● **PROBLEM STATEMENT**
Edit the rows below so that "with one point per instance" reads "with a single point per instance" everywhere it occurs, keeping every other part of each row the same.

* START INFORMATION PROVIDED *

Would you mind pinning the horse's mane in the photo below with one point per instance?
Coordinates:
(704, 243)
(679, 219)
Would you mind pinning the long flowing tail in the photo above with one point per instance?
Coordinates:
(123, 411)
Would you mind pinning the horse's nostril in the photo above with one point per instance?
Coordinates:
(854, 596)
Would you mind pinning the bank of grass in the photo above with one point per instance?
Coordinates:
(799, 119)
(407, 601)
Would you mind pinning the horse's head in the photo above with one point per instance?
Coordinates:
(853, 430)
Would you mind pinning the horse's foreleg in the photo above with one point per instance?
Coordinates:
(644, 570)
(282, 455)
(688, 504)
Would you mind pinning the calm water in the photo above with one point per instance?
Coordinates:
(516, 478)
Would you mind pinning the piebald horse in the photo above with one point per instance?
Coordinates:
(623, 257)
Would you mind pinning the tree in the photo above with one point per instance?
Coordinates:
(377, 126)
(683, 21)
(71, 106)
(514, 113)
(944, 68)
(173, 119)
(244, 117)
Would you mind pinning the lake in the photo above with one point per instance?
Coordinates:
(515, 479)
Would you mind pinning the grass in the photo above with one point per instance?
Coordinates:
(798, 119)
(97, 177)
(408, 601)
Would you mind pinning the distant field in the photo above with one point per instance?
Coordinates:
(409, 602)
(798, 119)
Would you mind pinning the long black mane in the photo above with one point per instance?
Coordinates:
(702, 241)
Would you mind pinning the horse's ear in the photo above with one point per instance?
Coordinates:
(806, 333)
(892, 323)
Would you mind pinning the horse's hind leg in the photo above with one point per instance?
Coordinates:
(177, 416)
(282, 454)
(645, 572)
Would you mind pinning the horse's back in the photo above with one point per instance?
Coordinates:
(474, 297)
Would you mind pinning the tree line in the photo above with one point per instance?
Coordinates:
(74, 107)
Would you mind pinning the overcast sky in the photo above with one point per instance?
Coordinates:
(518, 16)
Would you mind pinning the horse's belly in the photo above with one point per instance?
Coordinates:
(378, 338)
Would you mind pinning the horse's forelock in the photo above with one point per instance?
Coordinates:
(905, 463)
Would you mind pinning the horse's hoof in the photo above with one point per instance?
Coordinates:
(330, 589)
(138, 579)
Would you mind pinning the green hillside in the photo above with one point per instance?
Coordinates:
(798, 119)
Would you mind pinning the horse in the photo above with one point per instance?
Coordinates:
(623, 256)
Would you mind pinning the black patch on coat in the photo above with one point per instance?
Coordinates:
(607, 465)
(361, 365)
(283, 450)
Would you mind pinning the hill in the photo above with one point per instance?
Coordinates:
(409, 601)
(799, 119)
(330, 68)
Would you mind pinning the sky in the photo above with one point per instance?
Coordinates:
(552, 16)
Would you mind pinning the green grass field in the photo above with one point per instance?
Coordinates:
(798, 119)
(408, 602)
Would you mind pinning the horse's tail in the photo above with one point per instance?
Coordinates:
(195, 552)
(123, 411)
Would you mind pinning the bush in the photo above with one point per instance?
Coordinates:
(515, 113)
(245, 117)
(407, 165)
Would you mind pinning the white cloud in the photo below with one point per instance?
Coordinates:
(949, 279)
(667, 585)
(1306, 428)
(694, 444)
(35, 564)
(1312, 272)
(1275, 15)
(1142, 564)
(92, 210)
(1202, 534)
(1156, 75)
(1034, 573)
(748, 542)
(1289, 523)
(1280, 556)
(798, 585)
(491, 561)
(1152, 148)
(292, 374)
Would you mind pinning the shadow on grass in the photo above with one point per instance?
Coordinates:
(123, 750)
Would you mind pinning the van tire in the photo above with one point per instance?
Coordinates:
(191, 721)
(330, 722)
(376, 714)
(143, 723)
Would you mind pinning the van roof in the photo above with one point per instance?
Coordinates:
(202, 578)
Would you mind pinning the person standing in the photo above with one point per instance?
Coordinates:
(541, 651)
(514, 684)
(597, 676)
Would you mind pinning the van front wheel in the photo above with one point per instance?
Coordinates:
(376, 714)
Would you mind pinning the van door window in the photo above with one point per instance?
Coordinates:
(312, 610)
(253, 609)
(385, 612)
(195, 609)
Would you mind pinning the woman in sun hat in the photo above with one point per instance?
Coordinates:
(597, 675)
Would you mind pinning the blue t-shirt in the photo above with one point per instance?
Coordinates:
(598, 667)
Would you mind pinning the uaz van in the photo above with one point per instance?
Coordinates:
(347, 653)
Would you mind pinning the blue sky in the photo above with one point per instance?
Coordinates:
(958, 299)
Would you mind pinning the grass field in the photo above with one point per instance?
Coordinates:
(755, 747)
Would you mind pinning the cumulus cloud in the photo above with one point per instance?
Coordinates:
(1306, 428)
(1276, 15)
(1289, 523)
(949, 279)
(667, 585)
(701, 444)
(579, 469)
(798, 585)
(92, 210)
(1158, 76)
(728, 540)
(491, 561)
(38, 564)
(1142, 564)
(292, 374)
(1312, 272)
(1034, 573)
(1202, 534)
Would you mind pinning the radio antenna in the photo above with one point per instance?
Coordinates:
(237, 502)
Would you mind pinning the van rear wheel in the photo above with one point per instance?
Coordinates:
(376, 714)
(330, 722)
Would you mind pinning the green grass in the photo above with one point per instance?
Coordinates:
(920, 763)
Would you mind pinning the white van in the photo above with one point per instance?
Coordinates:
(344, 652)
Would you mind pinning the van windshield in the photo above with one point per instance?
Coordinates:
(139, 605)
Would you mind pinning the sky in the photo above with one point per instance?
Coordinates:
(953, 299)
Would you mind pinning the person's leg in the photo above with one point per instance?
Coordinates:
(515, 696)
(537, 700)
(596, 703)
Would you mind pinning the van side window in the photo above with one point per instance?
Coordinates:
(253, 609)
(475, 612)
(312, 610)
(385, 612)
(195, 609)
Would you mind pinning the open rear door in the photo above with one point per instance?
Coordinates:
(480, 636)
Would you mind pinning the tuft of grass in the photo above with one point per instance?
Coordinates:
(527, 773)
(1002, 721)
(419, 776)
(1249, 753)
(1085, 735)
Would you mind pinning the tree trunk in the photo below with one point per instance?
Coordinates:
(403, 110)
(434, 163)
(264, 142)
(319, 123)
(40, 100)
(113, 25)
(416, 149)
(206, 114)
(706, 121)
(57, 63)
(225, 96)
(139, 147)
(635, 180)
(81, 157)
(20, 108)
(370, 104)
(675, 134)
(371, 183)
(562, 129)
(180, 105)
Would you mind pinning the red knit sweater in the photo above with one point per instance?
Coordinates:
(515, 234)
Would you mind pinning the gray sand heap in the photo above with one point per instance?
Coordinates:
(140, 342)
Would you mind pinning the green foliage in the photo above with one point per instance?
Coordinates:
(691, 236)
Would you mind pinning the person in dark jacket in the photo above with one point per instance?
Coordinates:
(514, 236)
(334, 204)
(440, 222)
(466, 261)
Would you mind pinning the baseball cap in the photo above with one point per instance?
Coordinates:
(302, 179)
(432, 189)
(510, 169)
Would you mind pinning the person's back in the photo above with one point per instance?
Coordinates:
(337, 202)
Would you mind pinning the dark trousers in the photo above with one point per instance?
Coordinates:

* END INFORMATION PROVIDED *

● **ANSWER TO THE PROBLEM**
Would you mind pinning the horse's mane in the photo below with a single point per instance?
Coordinates:
(704, 243)
(679, 219)
Would you mind pinning the long flowing tail in the photo above with a single point per instance?
Coordinates:
(123, 411)
Would you mind pinning the horse's nostril in the photo above with a single point per instance?
Coordinates:
(854, 596)
Would you mind pinning the bank of grass in the photo above with a single point per instance?
Coordinates:
(799, 119)
(407, 601)
Would you mind pinning the horse's head in the photo above with a single point per instance?
Coordinates:
(853, 430)
Would you mind pinning the horse's foreleg in the photo above with a single point per instance?
Coordinates:
(644, 570)
(282, 455)
(688, 504)
Would you mind pinning the calm water in the photo above with a single point per instance?
Coordinates:
(516, 478)
Would you mind pinning the piebald horse in the photo above with a single point per instance?
Coordinates:
(623, 257)
Would you mind pinning the tree in the photo above with a single point per instance?
Coordinates:
(377, 126)
(683, 21)
(71, 106)
(514, 113)
(944, 68)
(173, 119)
(244, 117)
Would you mind pinning the lake in the photo above with a single point per instance?
Coordinates:
(515, 479)
Would you mind pinning the grass in the photo above with a single point per instance?
Coordinates:
(798, 119)
(97, 177)
(408, 601)
Would you mind pinning the distant field in the photo above with a single point per instance?
Coordinates:
(409, 602)
(798, 119)
Would you mind pinning the long black mane in the photo above with a single point per instance?
Coordinates:
(702, 241)
Would you mind pinning the horse's ear in the photo above with a single point per instance?
Coordinates:
(806, 333)
(892, 323)
Would you mind pinning the horse's hind leg in the photo above with a single point per instance?
Coordinates:
(177, 416)
(282, 454)
(645, 572)
Would you mind pinning the horse's back in the photo above with a single point per instance?
Coordinates:
(474, 297)
Would you mind pinning the tree line in the photo above with a single point per instance?
Coordinates:
(74, 107)
Would you mind pinning the overcast sky in the photo above with a single point per instance?
Coordinates:
(518, 16)
Would you mind pinning the horse's belly in the photo above with a single point per instance?
Coordinates:
(378, 338)
Would you mind pinning the horse's forelock in the photo above with a single point per instance?
Coordinates:
(905, 463)
Would you mind pinning the horse's hoof in the photo above with a single point per instance?
Coordinates:
(330, 589)
(138, 579)
Would you mind pinning the green hillside in the photo above with a single point per instance?
Coordinates:
(798, 119)
Would you mind pinning the horse in the photo above with a single point per instance?
Coordinates:
(623, 256)
Would you mind pinning the black patch on coat in the photo above with a single point per instance?
Coordinates:
(607, 465)
(361, 365)
(283, 450)
Would you mind pinning the hill in the photo above with a single point per instance?
Coordinates:
(409, 601)
(799, 119)
(330, 68)
Would you mind pinning the sky in the photo above with a single point per instance?
Coordinates:
(552, 16)
Would you mind pinning the green grass field in the photo above with a single point per instance?
Coordinates:
(798, 119)
(408, 602)
Would you mind pinning the horse's tail in the photo above with a single point per instance?
Coordinates:
(195, 552)
(123, 411)
Would you mind pinning the bush in the photo above with a single point per instance?
Coordinates:
(515, 113)
(245, 117)
(407, 165)
Would you mind pinning the white cloud in the photo below with a single point per instance?
Coordinates:
(949, 279)
(667, 585)
(1306, 428)
(694, 444)
(35, 564)
(1312, 272)
(1275, 15)
(1142, 564)
(92, 210)
(1202, 534)
(1156, 75)
(1034, 573)
(748, 542)
(1289, 523)
(1280, 556)
(798, 585)
(491, 561)
(1152, 148)
(292, 374)
Would you mind pinning the shadow on grass in the photo above with a single point per instance?
Coordinates:
(123, 750)
Would you mind pinning the van tire in the photo above with a single point per instance?
Coordinates:
(191, 721)
(330, 722)
(376, 714)
(143, 723)
Would you mind pinning the van roof in the photo above with a single point per instance?
Coordinates:
(202, 578)
Would you mind pinning the person standing in the photo above with a single point per instance?
Coordinates:
(541, 651)
(514, 684)
(597, 676)
Would you mind pinning the van front wheel in the photo above with a single point per instance?
Coordinates:
(376, 714)
Would you mind pinning the van door window in the photo above with a single point per instance?
Coordinates:
(312, 610)
(253, 609)
(385, 612)
(195, 609)
Would you mind pinning the woman in sun hat in the photo above with a single point per instance?
Coordinates:
(597, 675)
Would you mind pinning the blue t-shirt in the photo above with a single point per instance?
Coordinates:
(598, 667)
Would you mind pinning the uaz van in the photo above with a single point per instance?
Coordinates:
(347, 653)
Would you mind pinning the blue sky in the photo above with a single point per instance?
Coordinates:
(958, 299)
Would you mind pinning the grass field in the photo above with a single point per instance?
Coordinates:
(755, 747)
Would you mind pinning the cumulus cloud in the photo above with a single point per instance?
Coordinates:
(1306, 428)
(1276, 15)
(1289, 523)
(949, 279)
(667, 585)
(701, 444)
(579, 469)
(798, 585)
(92, 210)
(1158, 76)
(728, 540)
(491, 561)
(38, 564)
(1142, 564)
(292, 374)
(1312, 272)
(1034, 573)
(1202, 534)
Would you mind pinning the radio antenna in the photo above with a single point per instance?
Coordinates:
(237, 502)
Would you mind pinning the van rear wheel in the photo above with a single point per instance?
Coordinates:
(376, 714)
(330, 722)
Would you mind pinning the green grass in the photo above with a single point per instance?
Coordinates:
(920, 763)
Would you mind pinning the white van in the photo above with a single point per instance?
Coordinates:
(344, 652)
Would you mind pinning the van windshield in the photo above with a single point per instance?
Coordinates:
(139, 605)
Would you mind pinning the sky in the photo above with a single point per instance?
Coordinates:
(953, 299)
Would you mind pinning the person's leg in the photo above with a single point per instance?
Coordinates:
(515, 696)
(537, 700)
(596, 703)
Would you mind pinning the van side window in the photo above with a single point per instance?
Coordinates:
(253, 609)
(475, 612)
(312, 610)
(385, 612)
(195, 609)
Would you mind pinning the open rear door in the photo above with a single point per instance?
Coordinates:
(480, 636)
Would you mind pinning the tuft of grass in the photo above with a single point per instance?
Coordinates:
(527, 773)
(1002, 721)
(419, 776)
(1249, 753)
(1085, 735)
Would you mind pinning the tree trunk in the photo below with a single point per instance?
Coordinates:
(403, 110)
(434, 163)
(264, 142)
(319, 123)
(40, 100)
(113, 25)
(416, 149)
(206, 114)
(706, 121)
(57, 63)
(225, 96)
(139, 147)
(635, 180)
(81, 157)
(20, 108)
(370, 104)
(675, 134)
(371, 183)
(562, 129)
(180, 105)
Would you mind pinning the red knit sweater in the photo above with a single point per instance?
Coordinates:
(515, 234)
Would you mind pinning the gray sand heap in the photo above with a single point per instance?
Coordinates:
(140, 342)
Would you mind pinning the green foliage in the photo above with a single point per instance?
Coordinates:
(691, 236)
Would you mind pinning the person in dark jacket in the photo above with a single point per instance?
Coordinates:
(514, 236)
(334, 204)
(440, 222)
(466, 261)
Would you mind pinning the baseball cap in the photo above with a single point per instance?
Coordinates:
(302, 179)
(432, 189)
(510, 169)
Would you mind pinning the person's back in the photo above with a single point per instance?
Coordinates:
(337, 202)
Would you mind pinning the dark trousers in the photo above with a single point per instance?
Coordinates:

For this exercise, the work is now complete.